Goal of the exercise
Write out all of the records below word for word, without changing anything.

Excerpts from location labeling data:
-------
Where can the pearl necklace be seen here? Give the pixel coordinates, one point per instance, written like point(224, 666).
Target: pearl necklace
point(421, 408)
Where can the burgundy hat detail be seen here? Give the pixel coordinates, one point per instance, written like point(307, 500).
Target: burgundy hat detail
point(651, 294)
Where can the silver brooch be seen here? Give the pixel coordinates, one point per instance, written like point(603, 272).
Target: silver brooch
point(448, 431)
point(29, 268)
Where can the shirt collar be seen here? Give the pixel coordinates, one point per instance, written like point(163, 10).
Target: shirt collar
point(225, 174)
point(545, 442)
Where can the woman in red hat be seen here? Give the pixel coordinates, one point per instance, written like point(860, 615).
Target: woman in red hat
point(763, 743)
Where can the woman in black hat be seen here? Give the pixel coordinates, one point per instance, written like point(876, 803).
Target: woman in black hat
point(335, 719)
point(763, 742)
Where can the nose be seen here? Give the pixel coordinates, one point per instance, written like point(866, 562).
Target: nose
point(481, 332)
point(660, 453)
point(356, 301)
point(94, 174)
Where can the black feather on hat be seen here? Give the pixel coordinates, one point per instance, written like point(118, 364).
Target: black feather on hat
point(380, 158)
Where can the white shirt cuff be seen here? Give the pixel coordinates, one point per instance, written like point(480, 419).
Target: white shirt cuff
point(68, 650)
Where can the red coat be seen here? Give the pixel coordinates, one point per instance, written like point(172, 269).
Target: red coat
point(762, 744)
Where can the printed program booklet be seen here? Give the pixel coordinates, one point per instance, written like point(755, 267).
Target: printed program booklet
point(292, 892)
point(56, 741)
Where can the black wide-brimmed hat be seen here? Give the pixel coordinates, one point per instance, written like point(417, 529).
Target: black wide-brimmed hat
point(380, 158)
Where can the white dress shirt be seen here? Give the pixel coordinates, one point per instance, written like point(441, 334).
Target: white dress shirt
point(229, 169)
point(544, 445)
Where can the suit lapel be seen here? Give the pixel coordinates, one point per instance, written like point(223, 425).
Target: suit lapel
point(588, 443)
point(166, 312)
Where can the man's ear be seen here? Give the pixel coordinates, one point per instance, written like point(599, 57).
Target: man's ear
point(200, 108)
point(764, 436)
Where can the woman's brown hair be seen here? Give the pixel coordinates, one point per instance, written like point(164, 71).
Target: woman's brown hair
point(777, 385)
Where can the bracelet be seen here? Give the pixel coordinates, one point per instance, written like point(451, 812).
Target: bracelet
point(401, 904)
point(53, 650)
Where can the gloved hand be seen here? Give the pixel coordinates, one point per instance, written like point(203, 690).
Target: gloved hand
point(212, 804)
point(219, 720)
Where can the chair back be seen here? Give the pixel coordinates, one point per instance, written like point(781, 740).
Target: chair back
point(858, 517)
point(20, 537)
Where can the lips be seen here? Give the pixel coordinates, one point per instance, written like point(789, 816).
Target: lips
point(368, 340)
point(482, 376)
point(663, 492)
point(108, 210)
-------
Full solution
Where can the pearl necklace be seen here? Give the pixel coordinates, one point per instance, written like point(224, 666).
Target: pearl necklace
point(421, 408)
Where can the burgundy hat detail be seen here? Give the pixel coordinates, one point per instance, written like point(307, 500).
Target: burgundy hat detail
point(651, 294)
Where can the silver brooch be seen here? Give the pixel coordinates, one point per instance, written like point(603, 272).
Target: silver brooch
point(448, 431)
point(29, 268)
Where can the shirt collar be seen here? Give the pixel coordinates, one point per instance, written like point(163, 10).
Target: shirt collar
point(225, 174)
point(545, 442)
Where can the woman in red hat be seen here? Give the pixel coordinates, one point per instance, written like point(860, 615).
Target: woman in red hat
point(763, 743)
Where can the woman in black hat be seen here? Give the pixel coordinates, one point per instance, written like point(876, 803).
Target: woman in black hat
point(335, 719)
point(763, 742)
Where can the nose be seen here? Give the pixel coordinates, one point per instance, written like point(866, 562).
Target: nose
point(481, 332)
point(660, 453)
point(356, 301)
point(94, 174)
Where can the black feather on hat be seen here? Give the pixel coordinates, one point per instance, written like point(118, 364).
Target: black feather on hat
point(380, 158)
Where can the white shirt cuff be seen here? Give the pixel coordinates, one point per instance, written like point(480, 419).
Target: white shirt cuff
point(68, 650)
Where can the red coat be seen here? Give the pixel coordinates, one point per instance, written like point(172, 269).
Target: red coat
point(762, 744)
Where can the printed program booklet be seen here? Give the pixel coordinates, one point per instance, written like point(755, 267).
Target: printed program booklet
point(292, 892)
point(56, 741)
Where can the black wide-brimmed hat be seen here? Give the pixel coordinates, one point per instance, written like point(417, 529).
Target: black wide-brimmed hat
point(380, 158)
Where can the white dress shirt be seen here? Give the pixel coordinates, one point per instance, written like point(441, 334).
Target: white dress shirt
point(229, 169)
point(544, 445)
Where can the suit lapel be seen here? Give the pixel coordinates, one point per instance, written like point(223, 425).
Target: suit lapel
point(588, 443)
point(166, 312)
Where can the man's ear be seen here? Give the pixel coordinates, one point per instance, written like point(599, 57).
Target: man's ear
point(200, 108)
point(764, 436)
Where can the woman's brown hair be seen here? Give the pixel coordinates, one point per instance, written like point(164, 71).
Target: woman's brown hair
point(777, 385)
Where can the bracelet be seen here? Give the pixel coordinates, one point per instance, written like point(451, 812).
Target: bracelet
point(401, 904)
point(53, 650)
Where can the gloved hand be seen here? Give the pixel coordinates, one point per instance, written like point(203, 690).
Target: gloved hand
point(212, 804)
point(219, 720)
Where can the chair back be seen here? Give the pixel coordinates, one point per instance, written like point(781, 740).
Target: chair back
point(858, 517)
point(20, 537)
Where can the lips be seen here? Give the pixel coordinates, one point per instance, written like point(789, 816).
Target: lips
point(368, 340)
point(482, 376)
point(663, 492)
point(108, 210)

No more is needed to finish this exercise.